« Le monde au microscope »
Mohamed Morsi
repositionne l'Égypte
Alfredo Jalife-Rahme
Le
président Mohamed Morsi à Beijing
© Xinhua
Jeudi 30 août 2012
Les
Occidentaux ont sous-estimé le retour de
l’Égypte sur la scène internationale.
Ils n’ont pas vu non plus l’échec du «
containement » de l’Iran et l’habile
diplomatie de Téhéran pour ôter les
Frères musulmans de l’influence
saoudienne. Alfrdo Jalife décrit cette
évolution rapide qui change en partie la
donne proche-orientale.
La collision
entre le gouvernement des Frères
musulmans, présidé par Mohammed
Morsi, et la junte militaire,
commandée par le maréchal Mohammed
Tantawi (sur lequel nous avions
attiré l’attention dans le cadre de
la confrontation entre les modèles
turc et pakistanais) vient de
connaître un dénouement étonnant en
faveur de la confrérie islamique. Un
contre coup d’État en douceur a
démis le ministre de la Défense (le
maréchal Tantawi) et le deuxième
homme fort de la junte, le général
Sami Anan, à l’occasion des graves
incidents sur la frontière du Sinaï
avec Israël qui ont coûté la vie à
plusieurs gardes égyptiens.
Morsi s’est engouffré dans la
colère nationale en marche — la
place Tahrir était à nouveau noire
de monde — et a rondement pris les
choses en main. L’avenir de
l’Assemblée nationale qui venait
d’être élue (avec une majorité de
Frères musulmans) et que la junte
militaire avait désavouée, la
rédaction d’une nouvelle
constitution, et le contrôle du
pouvoir judiciaire qui reste tenu
par la junte, et qui peut donner de
grosses migraines légales au
président, sont désormais en
suspens.
-*-*-
▸ Objectif: Reprenez à l'identique, s'il vous plaît, le passage de l'article ci-dessus sur Mohamed Morsi qui commence à « Ils n’ont pas » et se termine à « donne proche-orientale. ».

▸ Entrées de données:
-*-*-
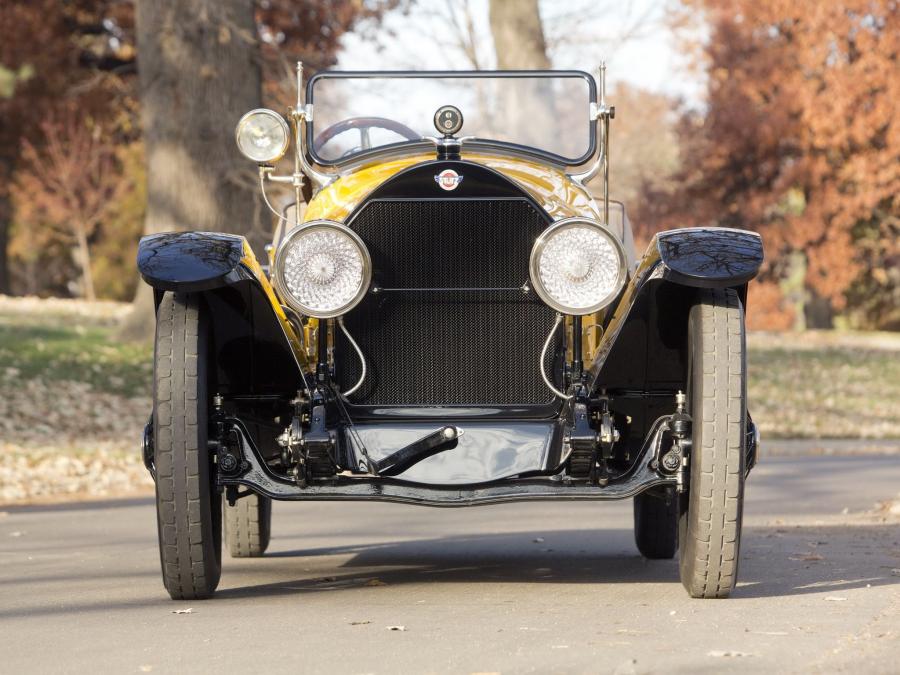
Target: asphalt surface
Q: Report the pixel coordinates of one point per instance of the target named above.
-*-*-
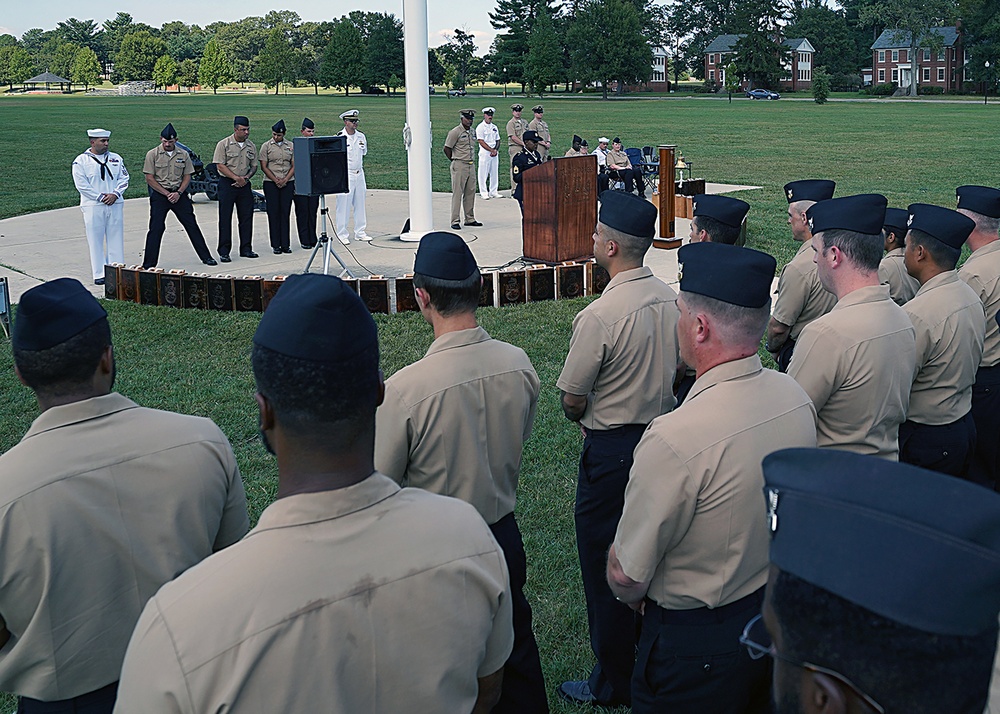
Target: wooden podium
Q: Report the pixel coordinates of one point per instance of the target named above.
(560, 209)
-*-*-
▸ Réponse rédigée:
Ils n’ont pas vu non plus l’échec du «
containement » de l’Iran et l’habile
diplomatie de Téhéran pour ôter les
Frères musulmans de l’influence
saoudienne. Alfrdo Jalife décrit cette
évolution rapide qui change en partie la
donne proche-orientale.